Prompt
Write the listing below out again exactly, dropping the images.

-- START Supplied data --

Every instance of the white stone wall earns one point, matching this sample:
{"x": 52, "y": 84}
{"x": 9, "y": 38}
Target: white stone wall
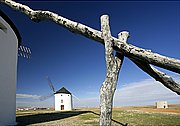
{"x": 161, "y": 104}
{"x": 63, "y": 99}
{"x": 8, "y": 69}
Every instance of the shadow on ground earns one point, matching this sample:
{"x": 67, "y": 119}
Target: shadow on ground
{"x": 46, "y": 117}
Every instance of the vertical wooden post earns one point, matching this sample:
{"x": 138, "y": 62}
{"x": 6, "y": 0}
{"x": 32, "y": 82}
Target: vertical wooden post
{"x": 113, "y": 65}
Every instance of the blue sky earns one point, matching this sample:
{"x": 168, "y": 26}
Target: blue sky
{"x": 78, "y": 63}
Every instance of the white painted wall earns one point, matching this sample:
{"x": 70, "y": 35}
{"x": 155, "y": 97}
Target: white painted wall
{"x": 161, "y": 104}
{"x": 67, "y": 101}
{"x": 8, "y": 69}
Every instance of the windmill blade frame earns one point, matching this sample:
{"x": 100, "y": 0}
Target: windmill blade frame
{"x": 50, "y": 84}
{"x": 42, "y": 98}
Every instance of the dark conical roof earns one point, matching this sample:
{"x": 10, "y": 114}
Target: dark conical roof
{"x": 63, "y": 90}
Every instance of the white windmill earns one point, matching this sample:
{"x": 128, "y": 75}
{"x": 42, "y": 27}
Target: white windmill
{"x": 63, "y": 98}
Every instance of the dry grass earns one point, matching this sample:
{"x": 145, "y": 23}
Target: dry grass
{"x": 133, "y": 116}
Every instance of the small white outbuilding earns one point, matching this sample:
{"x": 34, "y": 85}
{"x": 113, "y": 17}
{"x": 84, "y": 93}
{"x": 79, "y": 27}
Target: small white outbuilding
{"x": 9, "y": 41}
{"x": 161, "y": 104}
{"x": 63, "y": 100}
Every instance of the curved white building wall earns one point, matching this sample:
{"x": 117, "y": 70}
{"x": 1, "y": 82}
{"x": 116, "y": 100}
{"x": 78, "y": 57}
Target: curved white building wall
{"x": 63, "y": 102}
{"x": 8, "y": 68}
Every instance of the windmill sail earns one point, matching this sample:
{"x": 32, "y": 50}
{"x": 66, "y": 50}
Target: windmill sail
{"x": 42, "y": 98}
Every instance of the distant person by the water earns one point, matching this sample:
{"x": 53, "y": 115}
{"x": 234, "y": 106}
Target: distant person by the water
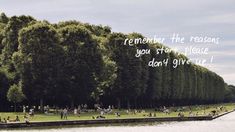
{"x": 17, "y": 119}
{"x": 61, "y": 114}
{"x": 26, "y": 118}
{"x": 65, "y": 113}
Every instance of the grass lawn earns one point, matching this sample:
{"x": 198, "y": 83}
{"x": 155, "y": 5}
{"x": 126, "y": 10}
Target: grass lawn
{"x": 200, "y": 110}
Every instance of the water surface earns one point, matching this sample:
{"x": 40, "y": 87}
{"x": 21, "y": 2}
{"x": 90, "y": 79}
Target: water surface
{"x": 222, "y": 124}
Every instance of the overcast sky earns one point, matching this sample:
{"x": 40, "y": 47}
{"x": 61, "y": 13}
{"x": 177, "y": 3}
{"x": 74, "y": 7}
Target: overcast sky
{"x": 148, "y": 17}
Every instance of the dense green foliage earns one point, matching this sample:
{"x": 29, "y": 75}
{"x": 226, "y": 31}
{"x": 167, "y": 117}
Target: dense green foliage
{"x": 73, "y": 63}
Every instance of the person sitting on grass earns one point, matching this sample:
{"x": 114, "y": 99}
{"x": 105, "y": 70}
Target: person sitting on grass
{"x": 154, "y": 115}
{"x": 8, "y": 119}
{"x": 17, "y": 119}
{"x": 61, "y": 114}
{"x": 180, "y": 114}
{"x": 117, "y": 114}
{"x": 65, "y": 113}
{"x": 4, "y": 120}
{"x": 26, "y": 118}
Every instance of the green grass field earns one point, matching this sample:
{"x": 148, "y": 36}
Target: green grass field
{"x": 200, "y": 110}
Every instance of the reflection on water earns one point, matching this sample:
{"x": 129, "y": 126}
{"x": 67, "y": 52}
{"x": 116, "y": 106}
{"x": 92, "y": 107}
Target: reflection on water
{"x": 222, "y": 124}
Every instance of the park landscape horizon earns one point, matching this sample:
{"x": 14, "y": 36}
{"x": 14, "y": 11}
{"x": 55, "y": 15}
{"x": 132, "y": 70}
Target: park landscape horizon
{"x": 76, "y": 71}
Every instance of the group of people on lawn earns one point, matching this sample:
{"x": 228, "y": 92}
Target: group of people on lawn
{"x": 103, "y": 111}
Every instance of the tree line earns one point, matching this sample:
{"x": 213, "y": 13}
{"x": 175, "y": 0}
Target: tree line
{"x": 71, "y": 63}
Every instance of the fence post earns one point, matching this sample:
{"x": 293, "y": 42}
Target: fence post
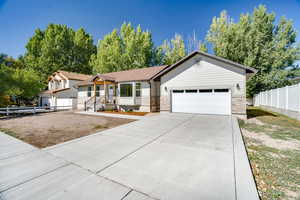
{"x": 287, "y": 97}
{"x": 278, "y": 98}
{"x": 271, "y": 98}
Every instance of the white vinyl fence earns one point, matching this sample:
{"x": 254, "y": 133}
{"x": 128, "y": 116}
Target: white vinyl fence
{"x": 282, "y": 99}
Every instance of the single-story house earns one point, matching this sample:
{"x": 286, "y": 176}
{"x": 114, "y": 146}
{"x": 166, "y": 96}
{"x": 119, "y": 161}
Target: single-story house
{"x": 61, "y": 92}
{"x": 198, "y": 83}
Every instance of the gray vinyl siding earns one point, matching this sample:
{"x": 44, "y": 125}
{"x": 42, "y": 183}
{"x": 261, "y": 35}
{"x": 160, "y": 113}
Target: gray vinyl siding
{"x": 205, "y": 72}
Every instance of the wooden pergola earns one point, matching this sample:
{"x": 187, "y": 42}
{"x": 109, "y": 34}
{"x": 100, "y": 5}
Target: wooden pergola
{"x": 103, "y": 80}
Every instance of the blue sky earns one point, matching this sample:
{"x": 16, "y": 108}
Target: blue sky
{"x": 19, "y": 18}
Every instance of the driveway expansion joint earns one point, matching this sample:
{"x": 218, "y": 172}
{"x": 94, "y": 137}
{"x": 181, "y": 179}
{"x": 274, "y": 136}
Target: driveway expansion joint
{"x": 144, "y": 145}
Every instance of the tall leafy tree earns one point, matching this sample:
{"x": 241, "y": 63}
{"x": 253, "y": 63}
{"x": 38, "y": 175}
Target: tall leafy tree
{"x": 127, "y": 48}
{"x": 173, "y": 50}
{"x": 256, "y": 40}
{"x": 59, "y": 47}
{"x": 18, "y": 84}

-- END Supplied data --

Response for this exercise
Every instance of the white stone wall earns one point, matching this sample:
{"x": 52, "y": 84}
{"x": 9, "y": 38}
Target: white stone wall
{"x": 161, "y": 104}
{"x": 63, "y": 99}
{"x": 8, "y": 69}
Every instance of the shadow on ground earns one point, matching this sample:
{"x": 67, "y": 119}
Target: shadow on ground
{"x": 46, "y": 117}
Every instance of the vertical wooden post earns one point, matching this sample:
{"x": 138, "y": 62}
{"x": 6, "y": 0}
{"x": 32, "y": 82}
Target: vertical wooden post
{"x": 113, "y": 65}
Every instance of the blue sky earns one point, matching this sample:
{"x": 168, "y": 26}
Target: blue sky
{"x": 78, "y": 63}
Every instance of the white painted wall earns one point, matching this sample:
{"x": 70, "y": 35}
{"x": 155, "y": 97}
Target: white painted wall
{"x": 161, "y": 104}
{"x": 67, "y": 101}
{"x": 8, "y": 69}
Every instance of the windmill blade frame earns one point, matching this sample:
{"x": 100, "y": 0}
Target: windmill blade frame
{"x": 50, "y": 84}
{"x": 42, "y": 98}
Every instance of the dark conical roof earns one point, matching this sample:
{"x": 10, "y": 114}
Target: dark conical roof
{"x": 63, "y": 90}
Every instance of the white windmill earns one point, matching this sample:
{"x": 128, "y": 75}
{"x": 42, "y": 27}
Target: white windmill
{"x": 63, "y": 98}
Every instance of the dry grass earns one point, matching this sample:
{"x": 145, "y": 23}
Target: dry grass
{"x": 133, "y": 116}
Every instance of the small white outbuilding earns one point, matching this sample:
{"x": 34, "y": 85}
{"x": 113, "y": 17}
{"x": 84, "y": 93}
{"x": 79, "y": 27}
Target: small white outbuilding
{"x": 9, "y": 41}
{"x": 161, "y": 104}
{"x": 63, "y": 100}
Every instance of the curved white building wall earns one point, matching this sample:
{"x": 117, "y": 70}
{"x": 1, "y": 82}
{"x": 116, "y": 100}
{"x": 78, "y": 57}
Target: curved white building wall
{"x": 63, "y": 102}
{"x": 8, "y": 68}
Every instance of the windmill sail earns one point, matching this sample:
{"x": 32, "y": 50}
{"x": 66, "y": 50}
Target: windmill sail
{"x": 42, "y": 98}
Every instance of the distant person by the water earns one point, matching this sample:
{"x": 53, "y": 115}
{"x": 234, "y": 106}
Target: distant person by the water
{"x": 17, "y": 119}
{"x": 61, "y": 114}
{"x": 26, "y": 118}
{"x": 65, "y": 113}
Every instance of the grass lawn earns one point, matching this sample:
{"x": 198, "y": 83}
{"x": 155, "y": 5}
{"x": 126, "y": 10}
Target: grass lawn
{"x": 200, "y": 110}
Every instance of the water surface earns one point, matching this sample:
{"x": 40, "y": 87}
{"x": 21, "y": 2}
{"x": 90, "y": 79}
Target: water surface
{"x": 222, "y": 124}
Every instance of the overcast sky earns one point, matching this sample:
{"x": 40, "y": 47}
{"x": 61, "y": 13}
{"x": 177, "y": 3}
{"x": 74, "y": 7}
Target: overcast sky
{"x": 148, "y": 17}
Every instance of the dense green foliage earns one point, matching this sample:
{"x": 29, "y": 75}
{"x": 226, "y": 31}
{"x": 167, "y": 117}
Target: dense green foliage
{"x": 73, "y": 63}
Every instance of the person sitting on grass earns one point, matching this sample:
{"x": 114, "y": 99}
{"x": 105, "y": 70}
Target: person sitting on grass
{"x": 154, "y": 115}
{"x": 8, "y": 119}
{"x": 17, "y": 119}
{"x": 61, "y": 114}
{"x": 180, "y": 114}
{"x": 117, "y": 114}
{"x": 65, "y": 113}
{"x": 4, "y": 120}
{"x": 26, "y": 118}
Every instance of the green grass field earns one point, matching this sample:
{"x": 148, "y": 36}
Target: green grass field
{"x": 200, "y": 110}
Every instance of the reflection on water earns one point, matching this sample:
{"x": 129, "y": 126}
{"x": 67, "y": 52}
{"x": 116, "y": 106}
{"x": 92, "y": 107}
Target: reflection on water
{"x": 222, "y": 124}
Every instance of the park landscape horizon earns one point, matching this sample:
{"x": 14, "y": 36}
{"x": 14, "y": 11}
{"x": 55, "y": 15}
{"x": 132, "y": 70}
Target: park landscape horizon
{"x": 76, "y": 71}
Every instance of the group of people on lawn earns one point, matching this sample:
{"x": 228, "y": 92}
Target: group of people on lawn
{"x": 103, "y": 111}
Every instance of the tree line earns one point, matching this sample:
{"x": 213, "y": 13}
{"x": 175, "y": 0}
Target: tree line
{"x": 71, "y": 63}
Every instance of the fence post earns one point, matching this sample:
{"x": 293, "y": 42}
Target: fence post
{"x": 287, "y": 97}
{"x": 278, "y": 98}
{"x": 271, "y": 98}
Every instance of the white vinyl fence earns one point, matching this sample:
{"x": 254, "y": 133}
{"x": 128, "y": 116}
Target: white vinyl fence
{"x": 282, "y": 99}
Every instance of the single-story house earns one point, matching this sample:
{"x": 286, "y": 176}
{"x": 114, "y": 146}
{"x": 166, "y": 96}
{"x": 119, "y": 161}
Target: single-story house
{"x": 61, "y": 92}
{"x": 198, "y": 83}
Every instance of the gray vinyl siding earns one point, matching this sample:
{"x": 44, "y": 125}
{"x": 42, "y": 183}
{"x": 261, "y": 35}
{"x": 160, "y": 113}
Target: gray vinyl siding
{"x": 205, "y": 72}
Every instance of the wooden pergola earns one point, matching this sample:
{"x": 187, "y": 42}
{"x": 109, "y": 34}
{"x": 100, "y": 5}
Target: wooden pergola
{"x": 103, "y": 80}
Every instance of the blue sky earns one point, matching this sample:
{"x": 16, "y": 108}
Target: blue sky
{"x": 19, "y": 18}
Every instance of the driveway expansion joint earns one point, matching this sample:
{"x": 218, "y": 172}
{"x": 94, "y": 137}
{"x": 181, "y": 179}
{"x": 274, "y": 136}
Target: driveway expansion joint
{"x": 144, "y": 145}
Every instance of the tall leafy tree earns one point, matching this sample:
{"x": 241, "y": 63}
{"x": 253, "y": 63}
{"x": 38, "y": 175}
Target: tall leafy tree
{"x": 127, "y": 48}
{"x": 173, "y": 50}
{"x": 256, "y": 40}
{"x": 59, "y": 47}
{"x": 18, "y": 84}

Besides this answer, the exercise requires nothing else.